# Passage given:
Nikolay Khozyainov | Credit: Marie Staggat

Peace is on the program for a pair of premieres this week at Herbst Theatre, the site of the signing of the United Nations’ founding charter 78 years ago. Pianist Nikolay Khozyainov will perform the U.S. premiere of his Petals of Peace and the world premiere of San Francisco-based composer JJ Hollingsworth’s Glass Suite, along with other classical selections.

At Hollingsworth’s Forte House in the Outer Sunset district, a bed-and-breakfast and sometime home concert venue, both musicians discussed their part in the Oct. 14 program. The idea for the performance developed collaboratively after Khozyainov had already been booked for gigs in the Bay Area, including a Steinway Society recital on Oct. 7. The pair decided to take advantage of the availability of Herbst on the following weekend.

SF Classical Voice spoke with the two around a table set with snack-filled pieces of radiant green and red pieces of Depression-era glass, the titular inspiration for Hollingsworth’s composition. For several decades she’d been collecting the glassware, mass-produced in the years after 1929. In the past, she’d shared her affection for the collection with Khozyainov, who’d stayed at The Forte House on previous visits to San Francisco.

JJ Hollingsworth

“She wanted me to appreciate the glass, and one day the idea came to me, ‘Why not make music with it?’” says Khozyainov, a native of far eastern Russia. “And the subject of glass inspired me to commission JJ. When I first met her, I heard some of her orchestral works, but I wanted to have something for piano.”

# Data:
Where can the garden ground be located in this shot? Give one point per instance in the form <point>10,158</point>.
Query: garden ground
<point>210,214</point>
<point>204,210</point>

# Problems to solve:
- A) Condense the article's paragraph that begins "At Hollingsworth’s Forte House" into a short bulleted list that keeps its main facts.
- B) According to the article, what part of the world is Khozyainov a native of?
The listing comes from a source unrelated to the article.

# Expected results:
- A)
- Both musicians talked about their roles in the Oct. 14 program at Hollingsworth’s Forte House, a bed-and-breakfast and occasional home concert venue in the Outer Sunset district.
- They developed the performance idea together after Khozyainov had already been booked for Bay Area gigs, including a Steinway Society recital on Oct. 7.
- They chose to use Herbst Theatre's availability the following weekend.

- B) Far eastern Russia.